[Passage — start]
June 13, 2016 – Miami Herald
These are the remarks of Carol Marbin Miller, a senior investigative reporter at the Herald, upon accepting the 2016 Paul Hansell Award for Distinguished Achievement in Florida Journalism, given by the Florida Society of News Editors. Marbin Miller won for a body of work, including Bitter Pill, on how Florida rations care to children in need.
I’d like to talk for a moment about the Troubles that have befallen Florida’s public-records law. Next to great editors, it’s the most important of the tools in our tool box.
Without Florida’s public-records law, my friends at the Tampa Bay Times would not have been able to make all of us proud with two Pulitzer Prizes this year, and my friend and colleague Mike Sallah would not have been a finalist for his tremendous work on how a police chief parlayed seizure laws into a private piggy bank.
The work I did speaking for frail and medically complex children would have been impossible, as well, and very nearly was — as one state agency initially charged the Herald $20,000 for emails that were so easily produced we later obtained them for nothing.
The people, agencies and departments we all cover know this is our Achilles heel. We cannot hold public officials accountable — we cannot do our jobs — without access to the records of how they do their jobs.
But the threat to this type of reporting has never been more acute, and it is a threat we all have fertilized with our complacency.
Barbara Petersen of the First Amendment Foundation tells me that, since 1995, the Florida Legislature has passed 240 bills creating exemptions to our open-government laws and, to date, there are 1,119 discrete exceptions to our constitutional right of access.
In 2014 alone, lawmakers passed 22 separate bills — 22 more cloaks against the Sunshine.
A 2001 exemption forbids the release of autopsy photos, a provision that has throttled government oversight of untold institutions.
[Passage — finish]
» **What you need to do**
a: Render this sentence from the speech on Florida's public-records law into Spanish: "We cannot hold public officials accountable — we cannot do our jobs — without access to the records of how they do their jobs."
b: Carry the speech on Florida's public-records law forward from its final sentence, keeping the speaker's voice.
[Data under study — start]
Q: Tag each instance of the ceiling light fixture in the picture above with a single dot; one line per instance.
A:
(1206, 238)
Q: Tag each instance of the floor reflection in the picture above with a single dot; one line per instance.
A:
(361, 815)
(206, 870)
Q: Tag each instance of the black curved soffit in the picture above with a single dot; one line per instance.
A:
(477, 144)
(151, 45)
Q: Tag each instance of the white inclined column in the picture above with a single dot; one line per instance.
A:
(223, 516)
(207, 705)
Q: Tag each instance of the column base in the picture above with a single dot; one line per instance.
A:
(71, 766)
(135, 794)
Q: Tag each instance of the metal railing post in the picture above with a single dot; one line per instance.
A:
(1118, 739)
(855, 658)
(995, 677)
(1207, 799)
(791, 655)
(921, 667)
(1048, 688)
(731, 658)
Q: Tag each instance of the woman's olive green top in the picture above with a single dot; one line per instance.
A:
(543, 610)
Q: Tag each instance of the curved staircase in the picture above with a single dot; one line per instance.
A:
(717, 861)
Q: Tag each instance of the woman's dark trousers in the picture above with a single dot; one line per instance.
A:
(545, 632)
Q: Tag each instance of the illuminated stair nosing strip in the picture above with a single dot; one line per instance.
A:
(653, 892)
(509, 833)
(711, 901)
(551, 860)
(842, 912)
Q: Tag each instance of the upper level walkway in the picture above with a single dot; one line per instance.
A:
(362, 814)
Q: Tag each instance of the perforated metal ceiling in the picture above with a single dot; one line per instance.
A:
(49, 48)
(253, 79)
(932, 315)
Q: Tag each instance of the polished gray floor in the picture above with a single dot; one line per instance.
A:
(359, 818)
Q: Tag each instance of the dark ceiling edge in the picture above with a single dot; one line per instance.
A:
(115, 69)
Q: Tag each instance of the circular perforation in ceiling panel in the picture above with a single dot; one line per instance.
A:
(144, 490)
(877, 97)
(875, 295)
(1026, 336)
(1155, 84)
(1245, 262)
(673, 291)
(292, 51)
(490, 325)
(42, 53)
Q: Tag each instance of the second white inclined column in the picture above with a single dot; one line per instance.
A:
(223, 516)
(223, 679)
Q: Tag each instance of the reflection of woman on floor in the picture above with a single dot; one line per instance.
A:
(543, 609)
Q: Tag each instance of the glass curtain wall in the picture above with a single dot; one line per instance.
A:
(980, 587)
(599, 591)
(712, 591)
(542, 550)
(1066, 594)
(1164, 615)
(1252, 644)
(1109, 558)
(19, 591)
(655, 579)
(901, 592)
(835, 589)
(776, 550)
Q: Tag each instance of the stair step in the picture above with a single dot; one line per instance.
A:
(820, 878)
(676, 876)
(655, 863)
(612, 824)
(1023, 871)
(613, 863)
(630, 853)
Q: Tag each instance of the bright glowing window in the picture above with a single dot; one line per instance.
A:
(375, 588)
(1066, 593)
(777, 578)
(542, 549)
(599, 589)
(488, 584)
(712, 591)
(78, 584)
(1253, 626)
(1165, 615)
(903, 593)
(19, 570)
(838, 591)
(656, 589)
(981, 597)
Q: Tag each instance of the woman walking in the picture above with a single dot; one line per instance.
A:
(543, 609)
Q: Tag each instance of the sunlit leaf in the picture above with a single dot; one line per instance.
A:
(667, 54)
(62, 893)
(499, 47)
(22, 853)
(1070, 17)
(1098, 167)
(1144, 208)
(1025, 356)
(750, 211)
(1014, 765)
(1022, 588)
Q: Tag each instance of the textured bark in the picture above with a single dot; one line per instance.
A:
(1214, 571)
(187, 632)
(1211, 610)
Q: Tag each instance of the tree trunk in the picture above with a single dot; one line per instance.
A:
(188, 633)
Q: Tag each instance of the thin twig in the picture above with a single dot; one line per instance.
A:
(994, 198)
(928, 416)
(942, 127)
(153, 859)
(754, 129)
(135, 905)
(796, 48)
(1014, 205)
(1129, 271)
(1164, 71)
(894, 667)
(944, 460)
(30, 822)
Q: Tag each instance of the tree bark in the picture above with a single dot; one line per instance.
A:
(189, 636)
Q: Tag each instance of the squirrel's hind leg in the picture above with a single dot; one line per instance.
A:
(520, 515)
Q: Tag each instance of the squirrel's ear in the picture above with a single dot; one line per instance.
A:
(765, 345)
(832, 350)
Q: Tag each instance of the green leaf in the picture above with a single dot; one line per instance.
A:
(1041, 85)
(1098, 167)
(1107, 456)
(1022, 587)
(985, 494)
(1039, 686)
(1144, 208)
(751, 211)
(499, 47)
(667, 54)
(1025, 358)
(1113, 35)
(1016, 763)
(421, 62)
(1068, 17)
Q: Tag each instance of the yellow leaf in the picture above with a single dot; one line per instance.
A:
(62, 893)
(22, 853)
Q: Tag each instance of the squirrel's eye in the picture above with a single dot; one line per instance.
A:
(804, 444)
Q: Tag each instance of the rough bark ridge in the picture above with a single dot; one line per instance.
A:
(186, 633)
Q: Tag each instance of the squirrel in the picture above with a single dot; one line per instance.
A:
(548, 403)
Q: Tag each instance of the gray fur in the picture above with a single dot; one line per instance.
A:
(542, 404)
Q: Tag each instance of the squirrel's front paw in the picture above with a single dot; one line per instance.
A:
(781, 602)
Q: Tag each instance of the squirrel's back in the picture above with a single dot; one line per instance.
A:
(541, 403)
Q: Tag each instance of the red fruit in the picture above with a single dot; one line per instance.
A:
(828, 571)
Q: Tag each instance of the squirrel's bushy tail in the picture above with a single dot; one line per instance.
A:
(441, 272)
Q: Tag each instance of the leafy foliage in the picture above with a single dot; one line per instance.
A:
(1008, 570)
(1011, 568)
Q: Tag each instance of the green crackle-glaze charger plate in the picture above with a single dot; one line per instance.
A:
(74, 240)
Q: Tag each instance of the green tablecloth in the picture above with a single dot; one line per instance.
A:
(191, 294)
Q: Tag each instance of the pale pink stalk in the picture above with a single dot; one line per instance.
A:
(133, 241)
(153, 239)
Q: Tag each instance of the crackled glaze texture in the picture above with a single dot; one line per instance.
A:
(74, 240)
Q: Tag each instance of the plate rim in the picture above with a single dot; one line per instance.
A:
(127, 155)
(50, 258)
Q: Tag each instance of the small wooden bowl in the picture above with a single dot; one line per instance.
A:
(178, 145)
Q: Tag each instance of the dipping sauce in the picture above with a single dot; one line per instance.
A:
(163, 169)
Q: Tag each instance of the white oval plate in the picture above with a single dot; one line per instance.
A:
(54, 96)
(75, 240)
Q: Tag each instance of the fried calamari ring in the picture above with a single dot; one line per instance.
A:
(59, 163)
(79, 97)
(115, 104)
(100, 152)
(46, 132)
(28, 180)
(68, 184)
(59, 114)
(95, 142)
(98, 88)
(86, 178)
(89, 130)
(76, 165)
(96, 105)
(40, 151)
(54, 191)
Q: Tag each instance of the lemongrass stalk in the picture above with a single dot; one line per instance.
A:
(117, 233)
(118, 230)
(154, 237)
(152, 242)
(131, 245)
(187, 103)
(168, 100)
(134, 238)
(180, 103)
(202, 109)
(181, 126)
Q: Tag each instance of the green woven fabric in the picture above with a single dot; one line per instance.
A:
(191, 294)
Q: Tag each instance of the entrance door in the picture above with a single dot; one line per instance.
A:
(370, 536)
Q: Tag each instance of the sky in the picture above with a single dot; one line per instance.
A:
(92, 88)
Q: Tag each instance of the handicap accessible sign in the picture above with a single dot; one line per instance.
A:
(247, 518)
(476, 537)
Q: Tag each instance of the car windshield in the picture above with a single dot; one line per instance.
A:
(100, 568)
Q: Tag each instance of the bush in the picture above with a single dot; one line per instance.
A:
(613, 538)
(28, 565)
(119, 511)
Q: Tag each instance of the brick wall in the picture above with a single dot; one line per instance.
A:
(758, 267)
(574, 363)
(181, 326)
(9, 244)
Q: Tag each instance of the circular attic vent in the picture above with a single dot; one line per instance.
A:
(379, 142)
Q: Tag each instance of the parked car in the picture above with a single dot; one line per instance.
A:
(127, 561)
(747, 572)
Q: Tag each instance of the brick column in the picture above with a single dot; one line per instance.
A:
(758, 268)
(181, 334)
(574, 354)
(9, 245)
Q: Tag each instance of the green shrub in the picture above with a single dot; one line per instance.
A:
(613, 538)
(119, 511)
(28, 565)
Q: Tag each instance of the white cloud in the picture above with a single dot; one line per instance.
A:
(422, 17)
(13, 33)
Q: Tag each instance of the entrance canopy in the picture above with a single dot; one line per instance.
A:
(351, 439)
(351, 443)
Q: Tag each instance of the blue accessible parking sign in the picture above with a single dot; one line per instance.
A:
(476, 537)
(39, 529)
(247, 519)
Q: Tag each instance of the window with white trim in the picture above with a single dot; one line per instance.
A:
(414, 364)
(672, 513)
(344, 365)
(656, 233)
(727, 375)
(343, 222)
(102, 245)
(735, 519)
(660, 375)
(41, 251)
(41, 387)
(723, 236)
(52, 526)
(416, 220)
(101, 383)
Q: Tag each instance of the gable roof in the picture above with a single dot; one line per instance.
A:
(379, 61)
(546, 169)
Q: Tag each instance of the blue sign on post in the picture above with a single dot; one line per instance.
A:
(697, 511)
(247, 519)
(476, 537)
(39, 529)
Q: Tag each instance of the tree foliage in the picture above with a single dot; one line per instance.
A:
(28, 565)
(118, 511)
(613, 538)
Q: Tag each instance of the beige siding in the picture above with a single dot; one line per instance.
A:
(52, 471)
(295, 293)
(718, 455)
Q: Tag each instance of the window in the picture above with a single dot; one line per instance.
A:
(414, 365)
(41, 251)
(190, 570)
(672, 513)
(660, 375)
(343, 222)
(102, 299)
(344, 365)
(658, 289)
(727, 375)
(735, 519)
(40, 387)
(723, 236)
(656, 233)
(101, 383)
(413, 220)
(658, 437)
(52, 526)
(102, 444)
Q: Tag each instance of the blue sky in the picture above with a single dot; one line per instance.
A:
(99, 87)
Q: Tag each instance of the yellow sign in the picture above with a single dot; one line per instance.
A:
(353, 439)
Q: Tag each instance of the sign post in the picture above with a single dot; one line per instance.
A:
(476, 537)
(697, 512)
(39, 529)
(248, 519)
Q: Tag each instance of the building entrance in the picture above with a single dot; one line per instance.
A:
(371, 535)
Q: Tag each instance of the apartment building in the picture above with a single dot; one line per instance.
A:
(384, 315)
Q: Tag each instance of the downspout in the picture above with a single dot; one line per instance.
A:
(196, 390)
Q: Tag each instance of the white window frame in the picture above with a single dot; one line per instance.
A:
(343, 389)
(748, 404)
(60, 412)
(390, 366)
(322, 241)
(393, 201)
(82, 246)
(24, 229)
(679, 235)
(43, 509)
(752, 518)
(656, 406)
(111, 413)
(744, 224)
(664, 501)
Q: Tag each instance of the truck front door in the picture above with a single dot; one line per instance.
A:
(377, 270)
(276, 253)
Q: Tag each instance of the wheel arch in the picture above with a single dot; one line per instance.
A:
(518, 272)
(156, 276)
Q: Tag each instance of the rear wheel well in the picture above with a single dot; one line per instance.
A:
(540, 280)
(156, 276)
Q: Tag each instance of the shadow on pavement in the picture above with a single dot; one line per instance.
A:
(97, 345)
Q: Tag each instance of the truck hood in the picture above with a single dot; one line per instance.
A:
[Data under study — finish]
» **Answers given**
a: No podemos exigir cuentas a los funcionarios públicos —no podemos hacer nuestro trabajo— sin acceso a los registros de cómo hacen ellos su trabajo.

b:
Even as lawmakers were deliberating the exemption, an inmate at Florida State Prison died. The medical examiner reported he died of heart failure. Autopsy photos showed boot prints on his chest. A reasonable person might conclude that his heart stopped while he was being stomped to death.
This year, lawmakers expanded the definition of a trade secret to include financial information — which, in the hands of a bad judge, has the potential to shroud the details of government contracts, the very lifeblood of our pay-to- play politics.
And if you think secrecy is a partisan value, think again. More than half of those bills, 128, were approved unanimously by both Legislative chambers. The Senate, hailed as the more “deliberative” chamber, has approved exemptions unanimously 151 times.
Like children hungering for love, we seek affection again and again from lawmakers who have proven they are not our friends. For Sunshine Week, we write stories about the heroes of transparency, some of whom have done very un-transparent things. We hope that, when the chips are down, the most powerful people in Florida will act out of character — and against their self-interest — by passing laws that nurture openness.
We should not expect the current administration — or any administration — to have an epiphany and let the sunshine in.
Sometimes they ignore you, hoping you’ll forget. Sometimes they engage in price gouging. A source once described sitting in agency meetings where the leadership openly discussed how steep the invoice should be to discourage further interest. Sometimes they make up exemptions, reckoning you don’t know any better. Much of the time, they just dare you to sue ’em.
They know that the big newspapers can’t afford to do that very often, and the small ones can’t afford to do it at all.
There’s a war on Chapter 119 [Florida’s Public Records law] and, right now, we’re losing. How do we turn things around?
For starters, we must stop treating Government in the Sunshine as if it were inside baseball. It’s not. It’s at the very core of the people’s business.
The public has a right to know everything the government does, and every dollar the government spends, to thwart us in our efforts to find and report the news. It’s an affront to the citizens and taxpayers we serve, and we should name names every time it happens.
Withholding public records should be the sixth “W.” It is every bit as important to readers as who, what, when, where and why.
We must do more such reporting. We must sustain Sunshine Sunday on the other 364 days of the year. Every beat, every story, every day.
I want to suggest, too, that we have a serious conversation among ourselves and with the public about going back to the voters to ask them to re-up and double down with a Sunshine Amendment that speaks to the needs of a 21st-century Florida.
For too long, we have placed too little faith in the good citizens of Florida — and too much faith in the lawmakers who, quite often, benefit the most from our silence.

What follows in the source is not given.